DO THIS: Please restate the following records word for word.

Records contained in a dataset

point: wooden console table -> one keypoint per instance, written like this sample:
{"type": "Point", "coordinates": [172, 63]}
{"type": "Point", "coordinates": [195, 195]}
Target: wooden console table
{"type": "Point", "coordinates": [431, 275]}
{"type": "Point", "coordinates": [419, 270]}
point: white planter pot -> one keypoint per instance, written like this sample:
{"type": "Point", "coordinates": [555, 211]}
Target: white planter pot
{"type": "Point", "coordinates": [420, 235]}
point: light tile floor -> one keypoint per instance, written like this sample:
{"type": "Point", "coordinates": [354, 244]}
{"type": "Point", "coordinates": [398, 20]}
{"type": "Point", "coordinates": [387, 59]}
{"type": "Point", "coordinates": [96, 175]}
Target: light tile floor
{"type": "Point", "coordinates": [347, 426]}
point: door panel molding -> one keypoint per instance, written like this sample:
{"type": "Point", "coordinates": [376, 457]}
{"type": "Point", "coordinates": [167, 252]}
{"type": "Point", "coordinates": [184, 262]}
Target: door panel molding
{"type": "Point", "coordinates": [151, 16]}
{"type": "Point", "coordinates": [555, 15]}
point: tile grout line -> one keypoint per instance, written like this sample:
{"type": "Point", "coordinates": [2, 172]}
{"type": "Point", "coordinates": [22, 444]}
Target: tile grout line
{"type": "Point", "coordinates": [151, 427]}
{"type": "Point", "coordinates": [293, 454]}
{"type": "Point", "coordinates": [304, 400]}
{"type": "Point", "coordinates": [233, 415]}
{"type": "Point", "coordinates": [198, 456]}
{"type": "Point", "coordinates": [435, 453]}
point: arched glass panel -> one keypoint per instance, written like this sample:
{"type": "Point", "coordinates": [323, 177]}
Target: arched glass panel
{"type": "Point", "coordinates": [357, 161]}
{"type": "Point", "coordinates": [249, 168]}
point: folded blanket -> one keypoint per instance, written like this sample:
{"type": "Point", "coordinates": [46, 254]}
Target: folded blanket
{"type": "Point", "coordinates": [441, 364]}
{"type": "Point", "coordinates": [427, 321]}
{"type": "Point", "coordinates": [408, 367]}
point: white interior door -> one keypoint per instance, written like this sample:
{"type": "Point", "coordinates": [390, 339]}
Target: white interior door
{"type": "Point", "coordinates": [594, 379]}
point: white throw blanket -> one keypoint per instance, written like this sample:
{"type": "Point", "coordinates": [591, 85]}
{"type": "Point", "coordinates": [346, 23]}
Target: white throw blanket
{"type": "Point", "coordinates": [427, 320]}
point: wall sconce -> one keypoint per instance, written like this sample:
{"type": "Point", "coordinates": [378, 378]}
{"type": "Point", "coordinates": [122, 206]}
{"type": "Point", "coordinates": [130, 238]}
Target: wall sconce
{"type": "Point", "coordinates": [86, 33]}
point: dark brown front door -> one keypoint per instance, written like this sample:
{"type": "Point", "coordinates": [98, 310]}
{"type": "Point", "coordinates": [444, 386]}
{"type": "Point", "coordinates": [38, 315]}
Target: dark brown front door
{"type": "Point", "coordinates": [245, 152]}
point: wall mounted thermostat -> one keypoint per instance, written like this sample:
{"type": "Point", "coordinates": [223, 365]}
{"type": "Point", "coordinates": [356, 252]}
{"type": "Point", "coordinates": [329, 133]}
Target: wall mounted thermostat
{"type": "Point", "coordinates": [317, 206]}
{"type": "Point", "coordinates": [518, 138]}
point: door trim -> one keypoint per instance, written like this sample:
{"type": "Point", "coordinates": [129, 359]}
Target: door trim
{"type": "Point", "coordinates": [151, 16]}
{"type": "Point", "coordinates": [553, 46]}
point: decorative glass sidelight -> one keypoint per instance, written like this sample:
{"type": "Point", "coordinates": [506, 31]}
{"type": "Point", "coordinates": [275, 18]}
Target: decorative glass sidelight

RESULT FOR THIS TASK:
point: wooden console table -> one keypoint per instance, written like this sample:
{"type": "Point", "coordinates": [172, 63]}
{"type": "Point", "coordinates": [195, 195]}
Target: wooden console table
{"type": "Point", "coordinates": [431, 275]}
{"type": "Point", "coordinates": [419, 270]}
point: white planter pot -> one keypoint per instance, written like this sample:
{"type": "Point", "coordinates": [555, 211]}
Target: white planter pot
{"type": "Point", "coordinates": [420, 235]}
point: light tile floor -> one keypoint per instance, written like this sample:
{"type": "Point", "coordinates": [354, 244]}
{"type": "Point", "coordinates": [398, 20]}
{"type": "Point", "coordinates": [387, 59]}
{"type": "Point", "coordinates": [96, 175]}
Target: light tile floor
{"type": "Point", "coordinates": [347, 426]}
point: door panel molding -> one keypoint per instance, written like this sample:
{"type": "Point", "coordinates": [376, 457]}
{"type": "Point", "coordinates": [167, 252]}
{"type": "Point", "coordinates": [184, 262]}
Target: door panel molding
{"type": "Point", "coordinates": [151, 16]}
{"type": "Point", "coordinates": [555, 15]}
point: tile grout line -> one keypoint per instance, written like this sample:
{"type": "Point", "coordinates": [2, 172]}
{"type": "Point", "coordinates": [22, 444]}
Target: tile grout line
{"type": "Point", "coordinates": [151, 427]}
{"type": "Point", "coordinates": [293, 454]}
{"type": "Point", "coordinates": [304, 400]}
{"type": "Point", "coordinates": [233, 415]}
{"type": "Point", "coordinates": [198, 456]}
{"type": "Point", "coordinates": [435, 453]}
point: arched glass panel -> one keypoint per instance, written like this sample:
{"type": "Point", "coordinates": [323, 177]}
Target: arched glass panel
{"type": "Point", "coordinates": [357, 161]}
{"type": "Point", "coordinates": [249, 168]}
point: folded blanket -> one keypoint per instance, written like this sample:
{"type": "Point", "coordinates": [46, 254]}
Target: folded blanket
{"type": "Point", "coordinates": [441, 364]}
{"type": "Point", "coordinates": [427, 321]}
{"type": "Point", "coordinates": [408, 367]}
point: white interior door -> one keypoint per instance, written like this sample:
{"type": "Point", "coordinates": [390, 339]}
Target: white interior door
{"type": "Point", "coordinates": [594, 379]}
point: white throw blanket -> one keypoint per instance, written like this sample:
{"type": "Point", "coordinates": [591, 85]}
{"type": "Point", "coordinates": [346, 23]}
Target: white throw blanket
{"type": "Point", "coordinates": [427, 320]}
point: wall sconce -> one keypoint per instance, written like this sample:
{"type": "Point", "coordinates": [378, 378]}
{"type": "Point", "coordinates": [122, 206]}
{"type": "Point", "coordinates": [130, 238]}
Target: wall sconce
{"type": "Point", "coordinates": [86, 33]}
point: dark brown front door -> one keypoint per instance, written like this sample:
{"type": "Point", "coordinates": [98, 310]}
{"type": "Point", "coordinates": [444, 386]}
{"type": "Point", "coordinates": [38, 315]}
Target: dark brown front door
{"type": "Point", "coordinates": [245, 152]}
point: wall mounted thermostat -> one keypoint per instance, written like this sample:
{"type": "Point", "coordinates": [223, 365]}
{"type": "Point", "coordinates": [356, 252]}
{"type": "Point", "coordinates": [329, 133]}
Target: wall mounted thermostat
{"type": "Point", "coordinates": [317, 206]}
{"type": "Point", "coordinates": [518, 138]}
point: door trim -> one keypoint per instance, written like this sample:
{"type": "Point", "coordinates": [129, 359]}
Target: door trim
{"type": "Point", "coordinates": [151, 16]}
{"type": "Point", "coordinates": [553, 46]}
point: decorative glass sidelight -> one keypoint per instance, written like this sample:
{"type": "Point", "coordinates": [506, 31]}
{"type": "Point", "coordinates": [275, 18]}
Target: decorative glass sidelight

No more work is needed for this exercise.